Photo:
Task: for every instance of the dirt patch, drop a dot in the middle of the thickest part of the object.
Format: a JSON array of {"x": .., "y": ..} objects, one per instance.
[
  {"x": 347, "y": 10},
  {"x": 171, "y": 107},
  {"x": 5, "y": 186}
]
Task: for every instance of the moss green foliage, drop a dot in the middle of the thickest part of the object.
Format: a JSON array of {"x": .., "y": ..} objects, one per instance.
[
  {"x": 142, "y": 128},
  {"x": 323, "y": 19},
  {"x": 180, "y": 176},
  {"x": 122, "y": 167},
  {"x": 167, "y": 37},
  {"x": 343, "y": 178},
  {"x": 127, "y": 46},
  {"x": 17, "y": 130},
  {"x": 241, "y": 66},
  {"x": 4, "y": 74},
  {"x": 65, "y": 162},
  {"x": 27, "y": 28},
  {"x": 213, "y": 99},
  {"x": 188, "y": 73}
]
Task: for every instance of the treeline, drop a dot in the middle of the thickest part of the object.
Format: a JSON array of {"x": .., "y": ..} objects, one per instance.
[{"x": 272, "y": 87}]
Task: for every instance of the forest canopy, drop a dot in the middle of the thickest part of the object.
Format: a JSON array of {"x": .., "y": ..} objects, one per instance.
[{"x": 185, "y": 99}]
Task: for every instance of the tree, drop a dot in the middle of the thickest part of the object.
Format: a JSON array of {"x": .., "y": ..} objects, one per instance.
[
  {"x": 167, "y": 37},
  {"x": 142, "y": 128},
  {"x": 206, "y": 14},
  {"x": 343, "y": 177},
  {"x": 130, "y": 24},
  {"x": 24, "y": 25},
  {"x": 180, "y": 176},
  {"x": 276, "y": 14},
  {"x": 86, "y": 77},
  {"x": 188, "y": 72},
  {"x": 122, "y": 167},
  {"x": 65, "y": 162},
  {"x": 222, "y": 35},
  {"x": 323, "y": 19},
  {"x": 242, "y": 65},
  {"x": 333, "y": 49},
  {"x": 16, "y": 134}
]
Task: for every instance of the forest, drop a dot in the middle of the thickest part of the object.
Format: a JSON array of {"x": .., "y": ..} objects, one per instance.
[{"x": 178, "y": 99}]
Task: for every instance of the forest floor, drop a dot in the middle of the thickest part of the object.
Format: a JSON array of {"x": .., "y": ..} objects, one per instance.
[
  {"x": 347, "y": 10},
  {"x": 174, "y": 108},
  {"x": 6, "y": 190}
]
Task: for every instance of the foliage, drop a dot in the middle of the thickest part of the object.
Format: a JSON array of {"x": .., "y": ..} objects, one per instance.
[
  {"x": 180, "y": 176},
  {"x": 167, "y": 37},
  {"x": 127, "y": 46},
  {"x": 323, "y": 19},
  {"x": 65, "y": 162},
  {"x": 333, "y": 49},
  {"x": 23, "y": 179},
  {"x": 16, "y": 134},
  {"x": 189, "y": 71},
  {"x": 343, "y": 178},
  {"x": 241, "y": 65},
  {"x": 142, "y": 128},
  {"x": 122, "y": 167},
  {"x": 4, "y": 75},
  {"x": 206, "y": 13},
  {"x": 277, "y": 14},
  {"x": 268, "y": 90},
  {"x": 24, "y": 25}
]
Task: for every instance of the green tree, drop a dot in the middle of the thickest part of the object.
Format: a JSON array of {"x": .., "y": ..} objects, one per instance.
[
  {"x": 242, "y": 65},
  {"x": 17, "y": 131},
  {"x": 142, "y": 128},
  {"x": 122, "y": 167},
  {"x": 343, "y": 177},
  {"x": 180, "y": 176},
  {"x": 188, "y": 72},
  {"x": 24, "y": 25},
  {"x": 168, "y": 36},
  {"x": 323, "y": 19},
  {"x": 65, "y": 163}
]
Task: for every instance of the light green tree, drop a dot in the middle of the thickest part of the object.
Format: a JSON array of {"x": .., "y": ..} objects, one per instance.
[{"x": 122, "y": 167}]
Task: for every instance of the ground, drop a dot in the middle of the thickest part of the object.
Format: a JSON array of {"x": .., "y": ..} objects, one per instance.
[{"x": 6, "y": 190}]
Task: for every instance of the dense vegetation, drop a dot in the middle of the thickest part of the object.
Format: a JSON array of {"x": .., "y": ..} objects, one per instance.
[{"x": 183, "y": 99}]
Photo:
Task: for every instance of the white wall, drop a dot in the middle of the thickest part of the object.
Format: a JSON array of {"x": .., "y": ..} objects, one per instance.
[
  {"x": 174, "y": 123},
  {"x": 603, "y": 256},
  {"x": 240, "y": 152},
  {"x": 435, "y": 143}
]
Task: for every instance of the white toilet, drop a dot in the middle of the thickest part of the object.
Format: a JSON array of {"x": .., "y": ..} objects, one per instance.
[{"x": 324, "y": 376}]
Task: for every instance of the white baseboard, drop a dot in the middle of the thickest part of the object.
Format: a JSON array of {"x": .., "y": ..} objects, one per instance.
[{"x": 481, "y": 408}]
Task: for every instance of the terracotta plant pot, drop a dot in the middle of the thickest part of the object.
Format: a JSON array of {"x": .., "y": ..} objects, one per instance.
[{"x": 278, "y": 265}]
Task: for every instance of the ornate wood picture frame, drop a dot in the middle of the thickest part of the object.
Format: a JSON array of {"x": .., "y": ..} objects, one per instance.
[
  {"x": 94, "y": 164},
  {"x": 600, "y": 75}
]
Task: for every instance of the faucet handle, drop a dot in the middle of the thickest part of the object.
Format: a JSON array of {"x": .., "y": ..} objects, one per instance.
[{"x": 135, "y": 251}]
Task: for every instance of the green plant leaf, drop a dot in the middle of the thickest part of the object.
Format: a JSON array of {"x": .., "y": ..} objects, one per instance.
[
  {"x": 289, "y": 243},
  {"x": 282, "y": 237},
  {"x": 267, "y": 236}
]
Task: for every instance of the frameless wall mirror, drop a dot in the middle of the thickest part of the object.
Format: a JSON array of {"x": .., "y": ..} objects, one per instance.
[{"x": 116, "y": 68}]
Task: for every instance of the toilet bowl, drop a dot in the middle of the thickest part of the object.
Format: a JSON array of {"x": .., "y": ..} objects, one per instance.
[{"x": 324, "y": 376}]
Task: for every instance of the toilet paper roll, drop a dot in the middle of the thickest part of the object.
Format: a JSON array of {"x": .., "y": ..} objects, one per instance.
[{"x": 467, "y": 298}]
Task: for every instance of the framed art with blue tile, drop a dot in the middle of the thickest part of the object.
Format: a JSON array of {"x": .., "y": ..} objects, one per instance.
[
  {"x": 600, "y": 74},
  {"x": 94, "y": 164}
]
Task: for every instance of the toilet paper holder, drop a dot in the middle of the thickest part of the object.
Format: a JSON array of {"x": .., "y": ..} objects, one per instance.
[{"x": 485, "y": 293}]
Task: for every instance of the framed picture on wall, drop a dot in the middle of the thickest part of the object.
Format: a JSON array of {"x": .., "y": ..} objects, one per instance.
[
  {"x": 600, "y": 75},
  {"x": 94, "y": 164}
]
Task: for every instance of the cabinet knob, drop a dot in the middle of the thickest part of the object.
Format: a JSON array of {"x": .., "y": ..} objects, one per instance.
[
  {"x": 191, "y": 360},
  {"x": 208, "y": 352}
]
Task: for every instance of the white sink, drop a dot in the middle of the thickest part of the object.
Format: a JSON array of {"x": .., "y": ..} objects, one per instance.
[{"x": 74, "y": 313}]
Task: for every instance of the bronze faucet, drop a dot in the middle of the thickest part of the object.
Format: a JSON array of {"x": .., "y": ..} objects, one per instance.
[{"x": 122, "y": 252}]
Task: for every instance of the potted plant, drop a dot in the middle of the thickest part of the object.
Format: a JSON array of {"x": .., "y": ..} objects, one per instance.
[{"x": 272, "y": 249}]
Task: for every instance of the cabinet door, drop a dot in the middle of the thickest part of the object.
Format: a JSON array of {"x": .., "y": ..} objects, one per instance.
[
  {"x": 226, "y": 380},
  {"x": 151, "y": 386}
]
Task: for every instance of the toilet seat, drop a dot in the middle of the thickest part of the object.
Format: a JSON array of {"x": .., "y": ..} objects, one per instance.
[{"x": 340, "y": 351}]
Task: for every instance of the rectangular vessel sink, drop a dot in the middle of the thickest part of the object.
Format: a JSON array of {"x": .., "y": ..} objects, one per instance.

PROBLEM TO SOLVE: Can you quote exactly the lines from the one containing "Task: for every instance of the cabinet door, drop" through the last line of the records above, and nothing else?

ANSWER TO THIS TASK:
Task: for every instance of the cabinet door, drop a dot in the middle of the thickest part of the object.
Format: a JSON array of {"x": .., "y": ..} objects, one per instance.
[
  {"x": 226, "y": 380},
  {"x": 151, "y": 386}
]
Task: for every instance of the toilet seat, drop a dot in the middle of the thickest part of the object.
Format: a JSON array of {"x": .., "y": ..} objects, one per instance.
[{"x": 340, "y": 351}]
Task: for every instance of the rectangular vessel sink, drop a dot in the middle of the thickest part of the object.
Format: a JSON array of {"x": .., "y": ..} objects, one per instance.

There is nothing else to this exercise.